**TRAVAIL À FAIRE**
A: Résumez le texte sur Félo en deux phrases.
B: Reproduisez fidèlement le passage du texte sur Félo qui va de « Félo est toujours » jusqu'à « ces dernières années. » inclus.

Félo demeurera fidèle à ce serment. Avec ses camarades de la FNDIRP et
d'autres déportés survivants des camps, il ira dans les collèges et les
lycées perpétuer la mémoire de la Déportation et de la Résistance et appeler
les jeunes à veiller pour qu'il n'y ait « plus jamais ça ».
Après la Libération Félo travaille comme cheminot à la gare de marchandises
de Fougères; il y poursuit ses activités militantes.
Félo est toujours demeuré fidèle au Parti Communiste Français, 64 années
d'engagement pour un monde meilleur, pour la justice sociale, la fraternité
entre les hommes et la Paix, cela force le respect. Surtout quand on sait de
quel prix cet engagement a été payé et dans quelles conditions difficiles il
a été vécu ces dernières années.

**LIGNES DE DONNÉES**

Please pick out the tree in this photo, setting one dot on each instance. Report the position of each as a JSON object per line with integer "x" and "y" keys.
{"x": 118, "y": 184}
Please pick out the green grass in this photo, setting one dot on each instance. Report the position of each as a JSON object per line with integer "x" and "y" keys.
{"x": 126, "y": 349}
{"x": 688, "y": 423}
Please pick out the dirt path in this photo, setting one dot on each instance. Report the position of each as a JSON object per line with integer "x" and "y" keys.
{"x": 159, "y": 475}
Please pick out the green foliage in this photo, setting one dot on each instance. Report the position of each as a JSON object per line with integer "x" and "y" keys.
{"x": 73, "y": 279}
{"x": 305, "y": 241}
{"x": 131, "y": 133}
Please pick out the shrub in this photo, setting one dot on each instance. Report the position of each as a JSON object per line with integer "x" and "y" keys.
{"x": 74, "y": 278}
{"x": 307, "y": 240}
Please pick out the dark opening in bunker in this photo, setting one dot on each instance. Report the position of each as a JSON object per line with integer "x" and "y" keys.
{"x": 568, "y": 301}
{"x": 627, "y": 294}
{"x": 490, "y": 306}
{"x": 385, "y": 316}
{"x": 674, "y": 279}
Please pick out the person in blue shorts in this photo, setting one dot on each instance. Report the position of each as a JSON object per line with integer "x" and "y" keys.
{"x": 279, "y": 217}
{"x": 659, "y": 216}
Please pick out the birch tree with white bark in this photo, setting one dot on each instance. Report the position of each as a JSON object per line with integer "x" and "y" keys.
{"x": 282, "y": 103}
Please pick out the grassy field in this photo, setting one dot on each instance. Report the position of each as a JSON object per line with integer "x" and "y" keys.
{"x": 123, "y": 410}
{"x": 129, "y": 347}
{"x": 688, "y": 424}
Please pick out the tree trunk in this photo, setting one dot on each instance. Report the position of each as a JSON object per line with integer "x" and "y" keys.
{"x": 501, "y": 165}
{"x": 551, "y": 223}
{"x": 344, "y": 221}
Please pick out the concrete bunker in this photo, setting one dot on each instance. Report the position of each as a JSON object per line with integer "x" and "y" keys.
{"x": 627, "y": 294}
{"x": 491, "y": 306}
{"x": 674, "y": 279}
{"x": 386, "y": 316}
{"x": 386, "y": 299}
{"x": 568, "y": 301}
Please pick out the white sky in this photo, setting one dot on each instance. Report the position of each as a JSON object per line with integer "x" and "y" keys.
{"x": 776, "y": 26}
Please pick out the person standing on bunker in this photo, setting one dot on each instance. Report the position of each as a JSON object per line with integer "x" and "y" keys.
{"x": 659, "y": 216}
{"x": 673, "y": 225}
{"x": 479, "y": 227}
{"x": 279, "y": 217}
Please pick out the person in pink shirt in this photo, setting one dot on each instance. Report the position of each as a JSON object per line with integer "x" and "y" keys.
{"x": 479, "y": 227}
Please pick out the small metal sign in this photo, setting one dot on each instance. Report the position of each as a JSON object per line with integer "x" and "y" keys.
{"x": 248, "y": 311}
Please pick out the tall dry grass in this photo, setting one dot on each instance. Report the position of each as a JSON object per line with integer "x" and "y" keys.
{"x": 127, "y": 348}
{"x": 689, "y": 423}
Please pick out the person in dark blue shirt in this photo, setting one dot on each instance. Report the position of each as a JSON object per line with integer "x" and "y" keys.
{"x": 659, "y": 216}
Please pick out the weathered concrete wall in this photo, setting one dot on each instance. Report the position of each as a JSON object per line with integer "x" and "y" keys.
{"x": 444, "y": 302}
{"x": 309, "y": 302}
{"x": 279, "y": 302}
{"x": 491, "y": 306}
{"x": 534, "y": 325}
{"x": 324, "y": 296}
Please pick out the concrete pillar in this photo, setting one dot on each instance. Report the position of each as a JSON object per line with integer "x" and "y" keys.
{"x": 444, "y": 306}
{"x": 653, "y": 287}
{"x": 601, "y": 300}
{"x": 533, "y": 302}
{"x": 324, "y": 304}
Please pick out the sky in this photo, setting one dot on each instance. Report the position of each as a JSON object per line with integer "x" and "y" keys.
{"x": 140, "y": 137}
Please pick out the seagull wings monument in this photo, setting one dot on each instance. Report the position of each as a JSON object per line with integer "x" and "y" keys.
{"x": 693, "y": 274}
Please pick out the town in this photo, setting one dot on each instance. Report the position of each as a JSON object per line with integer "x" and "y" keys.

**RÉPONSES PAR TÂCHE**
A: Avec ses camarades de la FNDIRP et d'autres déportés survivants, Félo se rend dans les collèges et les lycées pour perpétuer la mémoire de la Déportation et de la Résistance et appeler les jeunes à veiller pour qu'il n'y ait « plus jamais ça ». Après la Libération, il travaille comme cheminot à la gare de marchandises de Fougères, y poursuit ses activités militantes et reste fidèle au Parti Communiste Français durant 64 années d'engagement.

B:
Félo est toujours demeuré fidèle au Parti Communiste Français, 64 années
d'engagement pour un monde meilleur, pour la justice sociale, la fraternité
entre les hommes et la Paix, cela force le respect. Surtout quand on sait de
quel prix cet engagement a été payé et dans quelles conditions difficiles il
a été vécu ces dernières années.